(SUPPLIED DATA)

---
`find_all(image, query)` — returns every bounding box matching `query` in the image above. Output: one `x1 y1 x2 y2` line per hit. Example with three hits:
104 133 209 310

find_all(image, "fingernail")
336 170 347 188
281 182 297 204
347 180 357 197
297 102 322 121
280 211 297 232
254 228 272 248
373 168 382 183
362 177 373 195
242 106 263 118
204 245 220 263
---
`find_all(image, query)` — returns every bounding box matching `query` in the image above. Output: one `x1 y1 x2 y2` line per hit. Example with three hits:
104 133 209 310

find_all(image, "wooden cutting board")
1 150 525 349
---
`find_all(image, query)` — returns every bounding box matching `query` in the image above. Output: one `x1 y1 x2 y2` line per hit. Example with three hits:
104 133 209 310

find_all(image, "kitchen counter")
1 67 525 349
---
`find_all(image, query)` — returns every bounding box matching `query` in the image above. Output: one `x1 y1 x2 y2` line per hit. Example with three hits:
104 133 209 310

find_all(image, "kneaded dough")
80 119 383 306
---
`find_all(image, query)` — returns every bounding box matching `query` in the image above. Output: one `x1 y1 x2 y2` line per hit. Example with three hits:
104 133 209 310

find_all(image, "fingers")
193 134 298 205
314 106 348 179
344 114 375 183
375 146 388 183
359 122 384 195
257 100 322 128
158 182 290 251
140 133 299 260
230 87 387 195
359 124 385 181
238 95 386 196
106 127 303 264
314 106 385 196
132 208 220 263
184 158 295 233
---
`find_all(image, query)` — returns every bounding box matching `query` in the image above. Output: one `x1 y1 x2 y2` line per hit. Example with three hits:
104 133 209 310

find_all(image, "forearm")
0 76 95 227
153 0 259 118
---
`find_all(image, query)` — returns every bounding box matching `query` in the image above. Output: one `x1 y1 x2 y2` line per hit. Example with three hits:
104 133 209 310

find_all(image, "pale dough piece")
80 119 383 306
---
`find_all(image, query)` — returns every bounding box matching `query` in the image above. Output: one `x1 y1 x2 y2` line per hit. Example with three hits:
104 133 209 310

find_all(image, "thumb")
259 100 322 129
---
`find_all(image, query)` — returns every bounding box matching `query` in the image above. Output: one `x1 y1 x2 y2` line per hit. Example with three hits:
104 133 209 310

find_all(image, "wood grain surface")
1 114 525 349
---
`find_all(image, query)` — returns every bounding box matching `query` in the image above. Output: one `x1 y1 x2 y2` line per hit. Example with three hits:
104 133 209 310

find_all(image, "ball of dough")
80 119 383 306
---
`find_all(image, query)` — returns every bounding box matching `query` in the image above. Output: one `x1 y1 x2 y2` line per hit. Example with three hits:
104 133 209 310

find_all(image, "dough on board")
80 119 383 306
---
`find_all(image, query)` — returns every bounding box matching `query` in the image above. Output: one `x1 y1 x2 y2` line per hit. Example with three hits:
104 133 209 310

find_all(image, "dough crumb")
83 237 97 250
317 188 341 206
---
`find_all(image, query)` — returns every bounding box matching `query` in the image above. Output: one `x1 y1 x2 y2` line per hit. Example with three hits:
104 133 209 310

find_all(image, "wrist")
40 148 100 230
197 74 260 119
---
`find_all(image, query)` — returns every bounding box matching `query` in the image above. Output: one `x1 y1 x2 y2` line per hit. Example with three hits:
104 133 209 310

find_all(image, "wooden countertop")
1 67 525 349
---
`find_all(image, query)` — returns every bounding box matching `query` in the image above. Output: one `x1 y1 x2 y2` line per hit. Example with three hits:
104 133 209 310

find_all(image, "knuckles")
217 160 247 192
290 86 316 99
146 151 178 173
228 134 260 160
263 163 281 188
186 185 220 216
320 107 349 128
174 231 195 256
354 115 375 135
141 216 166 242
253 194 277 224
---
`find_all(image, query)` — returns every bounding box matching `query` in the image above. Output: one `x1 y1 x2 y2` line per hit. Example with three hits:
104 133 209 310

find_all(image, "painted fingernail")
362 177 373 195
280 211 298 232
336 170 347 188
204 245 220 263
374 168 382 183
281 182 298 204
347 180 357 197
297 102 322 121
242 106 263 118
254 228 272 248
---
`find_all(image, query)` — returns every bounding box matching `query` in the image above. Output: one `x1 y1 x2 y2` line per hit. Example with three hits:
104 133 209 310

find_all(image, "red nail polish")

(End SUPPLIED DATA)

— TRY IT —
All the data must be duplicated exactly, with nothing added or removed.

— PROBLEM SOLUTION —
---
`find_all(image, query)` — returns every bounding box matching `query` in the image above. Output: one `x1 y1 x2 y2` line per hit. Example with three hits:
104 133 209 310

find_all(image, "fingernail")
336 170 347 188
281 182 297 204
347 180 357 197
297 102 322 121
280 211 297 232
254 228 272 248
373 168 382 183
362 177 373 195
242 106 263 118
204 245 220 263
---
`find_all(image, query)` — returns every bounding box matching `query` in the image above. Output: one `x1 y1 x2 y2` line per hit. Example with three hits:
104 133 209 310

find_all(image, "wooden cutting board")
1 150 525 349
---
`find_all(image, query)` — returns every bounding box matching `query` in the image above. Output: one `x1 y1 x2 y2` line per hit. Example with three hits:
104 133 209 310

find_all(image, "kitchen counter")
1 67 525 349
---
`find_all(image, query)` — returns every bounding box matching `query` in the image above. Output: one `x1 y1 x2 y2` line per hit. Example with three hits:
104 133 209 310

find_all(image, "kneaded dough")
80 119 383 306
---
`find_all(image, query)` — returns every bounding box matching `query` in the image above. Output: one `x1 y1 x2 y2` line per hit. Example with three hits:
104 133 209 310

find_all(image, "fingers")
193 134 298 205
314 106 348 179
344 114 375 183
375 146 388 183
359 122 384 195
257 100 322 128
158 182 290 251
140 133 299 260
230 87 387 195
359 124 385 181
238 95 386 196
106 127 303 264
314 106 385 196
132 208 220 263
184 158 295 233
---
`find_all(image, query)` — returns every bounding box matching `query` in the image above. Output: one `x1 y1 x2 y2` line per hit. Example with three hits:
104 133 209 310

find_all(image, "forearm")
0 76 95 227
153 0 259 118
---
`find_all(image, query)` — returns every bounding box matching `query` in the image above. Output: one `x1 y1 x2 y2` line per hit. Example with three hits:
104 133 209 310

find_all(image, "pale dough piece")
80 119 383 306
---
`find_all(image, query)` — returns every bounding box matching `query` in the image above. Output: one `x1 y1 x2 y2` line per hit. Example with three hits:
104 133 209 310

find_all(image, "thumb")
259 100 322 129
---
`find_all(image, query)` — returns every bounding box matching `query` in the image above. Output: one `x1 y1 x2 y2` line per hit. Example with three hits:
104 133 209 310

find_all(image, "wood grain surface")
1 114 525 349
---
`find_all(image, query)` — returns every bounding box matching `query` in the image above. Output: one `x1 y1 x2 y2` line per hit. Example with three hits:
104 133 209 310

find_all(image, "ball of dough")
80 119 383 306
---
`find_all(image, query)` — returns every bounding box matching `query` in the image above. Output: one `x1 y1 x2 y2` line per hit. Example with three hits:
104 133 209 310

find_all(image, "dough on board")
80 119 383 306
---
`find_all(image, query)` — returns every bounding box matching `query` in the image above. Output: one `x1 y1 x2 y2` line per hit. Example with three hits:
104 133 209 310

find_all(image, "dough crumb")
83 237 97 250
317 188 341 206
---
`find_all(image, query)` — returns every bounding box matching `query` in the image above. Output: one `x1 y1 x2 y2` line per hit. Example with three hits:
104 133 209 310

find_all(image, "wrist")
40 148 100 230
197 74 260 119
---
`find_all(image, query)` — returns every bounding box matching `query` in the image above. Output: one `x1 y1 x2 y2` line per hit. Example with three hits:
104 133 209 310

find_all(image, "wooden countertop")
1 67 525 349
---
`find_all(image, query)` — returns every bounding box matching `query` in the image above. Output: one `x1 y1 x2 y2` line per hit. Example with three hits:
104 133 209 310

find_all(image, "knuckles")
217 160 247 192
290 86 316 99
146 151 178 173
228 134 260 160
263 163 281 188
186 185 220 216
320 107 349 128
174 231 195 256
354 115 375 135
141 216 166 242
253 194 277 224
---
`find_all(image, query)` — returns every bounding box matching `query` in the image above. Output: one `x1 y1 x2 y2` line per hit. Example with three hits:
104 133 209 310

find_all(image, "painted fingernail")
362 177 373 195
280 211 298 232
336 170 347 188
204 245 220 263
374 168 382 183
281 182 298 204
347 180 357 197
297 102 322 121
242 106 263 118
254 228 272 248
---
`find_all(image, query)` — returns every bounding box matching `query` in the image above. Output: one `x1 y1 x2 y2` line per hit. Example with three hits:
104 133 209 310

find_all(image, "red nail polish")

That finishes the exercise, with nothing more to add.